__Things to do__
1. In the post about bringing biofeedback performance into installations, what is the name of the installation in which a photo by Araki is sonified?
2. Rewrite the post about biofeedback installations from "I attempted to" to "shameless self promotion!)", putting "Bodily presence" in place of "Corporeal presence".
3. Extend the post about biofeedback installations beyond its final sentence.

__Text segment__

################

[-empyre-] installation / enveloping environments

Johannes Birringer Johannes.Birringer at brunel.ac.uk
Sat Oct 22 05:04:18 EST 2011


Atau writes, 

>>
 ...would like to bring the visceral aspect of biofeedback performance to an installation without the hassle of wiring up every gallery visitor.
Here, sound, and the physicalisation of sound has helped me create enveloping environments that (might) suspend time for the visitor.

I attempted to do this in an installation work called Bondage where a photo by Araki is sonified in interaction with infrared images (body heat) of visitors in front of the image exposed elements of the original photo. Corporeal presence and fantasy were rendered as sound, reproduced in a physical enough way (vibrating and felt, not just heard), with crappy enough interaction that people didn't need to try to understand cause and effect, to fill the space and perhaps create a momentarily intemporal connection between gallery visitor and the imaginary bonded kimono subject of Araki. I've just written a text about this on a volume on Intimacy in Digital Performance forthcoming on Palgrave (sorry for the shameless self promotion!)
>>


and after reading the scathing political critique that Jaime has offered, i wonder how we think about immersion today (here: aural immersion, biofeedback..), in the context of control and compliance management or even enforced or encouraged "interactivity";  
at ars electronica, this summer, they even announced, euphemistically, this our time to be the "age of participation."

################

__Records provided__
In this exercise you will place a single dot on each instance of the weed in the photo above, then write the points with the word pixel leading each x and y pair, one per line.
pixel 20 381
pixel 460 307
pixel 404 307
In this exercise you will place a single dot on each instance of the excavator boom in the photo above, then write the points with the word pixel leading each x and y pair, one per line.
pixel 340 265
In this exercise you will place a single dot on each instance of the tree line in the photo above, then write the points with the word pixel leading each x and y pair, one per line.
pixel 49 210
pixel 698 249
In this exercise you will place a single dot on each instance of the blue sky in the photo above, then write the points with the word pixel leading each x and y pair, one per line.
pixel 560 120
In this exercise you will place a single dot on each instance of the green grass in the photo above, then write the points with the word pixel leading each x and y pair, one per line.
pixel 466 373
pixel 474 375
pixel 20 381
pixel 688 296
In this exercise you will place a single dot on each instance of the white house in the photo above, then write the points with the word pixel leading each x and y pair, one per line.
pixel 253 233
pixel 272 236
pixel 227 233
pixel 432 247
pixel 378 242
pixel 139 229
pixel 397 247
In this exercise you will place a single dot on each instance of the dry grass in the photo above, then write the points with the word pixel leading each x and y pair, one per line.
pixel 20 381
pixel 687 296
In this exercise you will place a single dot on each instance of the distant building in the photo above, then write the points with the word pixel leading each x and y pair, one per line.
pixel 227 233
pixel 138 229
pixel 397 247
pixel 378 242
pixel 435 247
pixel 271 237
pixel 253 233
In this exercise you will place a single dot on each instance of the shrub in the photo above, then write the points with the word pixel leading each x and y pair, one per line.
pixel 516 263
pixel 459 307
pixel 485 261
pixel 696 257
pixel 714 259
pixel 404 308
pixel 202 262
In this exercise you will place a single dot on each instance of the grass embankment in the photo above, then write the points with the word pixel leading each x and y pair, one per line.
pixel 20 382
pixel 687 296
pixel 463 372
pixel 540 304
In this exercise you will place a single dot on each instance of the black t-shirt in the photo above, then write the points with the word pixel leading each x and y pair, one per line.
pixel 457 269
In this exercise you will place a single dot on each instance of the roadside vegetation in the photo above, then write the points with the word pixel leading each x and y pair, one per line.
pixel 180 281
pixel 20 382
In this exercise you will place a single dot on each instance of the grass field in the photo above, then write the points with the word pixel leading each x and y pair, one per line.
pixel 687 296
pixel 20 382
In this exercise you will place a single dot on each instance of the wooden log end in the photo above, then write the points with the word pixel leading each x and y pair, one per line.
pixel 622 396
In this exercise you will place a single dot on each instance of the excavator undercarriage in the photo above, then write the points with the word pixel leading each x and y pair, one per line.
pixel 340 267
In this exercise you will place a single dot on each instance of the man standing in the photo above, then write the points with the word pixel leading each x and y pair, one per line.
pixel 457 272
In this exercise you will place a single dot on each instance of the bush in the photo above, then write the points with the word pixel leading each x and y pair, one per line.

################

__Solved problems__
1. Bondage

2.
I attempted to do this in an installation work called Bondage where a photo by Araki is sonified in interaction with infrared images (body heat) of visitors in front of the image exposed elements of the original photo. Bodily presence and fantasy were rendered as sound, reproduced in a physical enough way (vibrating and felt, not just heard), with crappy enough interaction that people didn't need to try to understand cause and effect, to fill the space and perhaps create a momentarily intemporal connection between gallery visitor and the imaginary bonded kimono subject of Araki. I've just written a text about this on a volume on Intimacy in Digital Performance forthcoming on Palgrave (sorry for the shameless self promotion!)

3.
I am aware that Atau emphasized being a musician (and nicely refered to the interactivity being "crappy enough", in the piece he mentioned), and that there may be a liveness of the stage and a visceral liveness working in installation (Sérgio, you have worked with synaesthetic concepts, which also seemed to be subject to Jaime's critique?) –– but the visceral affect or sensual/multisensorial affect  (so often now foregrounded in writings and discussions on so-called "embodiment"), why has it become such an issue, and is it intrinsically connected to emotional frequencies  (and the time it takes to fantasize) as well as particular more (or less) desirable physical/physiological responses?   Is this how one needs to understand Rancière's concern with the need for re-sensibilization?  But re-sensibilization towards what?  a work's affective power, its ritual effficacy and alchemy (Gordana?), its Artaudian rather than its political (Brechtian) sense? its dependence on an active spectator-collaborator?  its therapeutic sense?  or indeed its metaphysical or transcendent, collective-relational powers (as Olu and Jaime both seem to aim for, though with different processes)? 

and Mine, i think you echoed and spoke a threat immanent in some of our fine post fordist societies -- perform or else!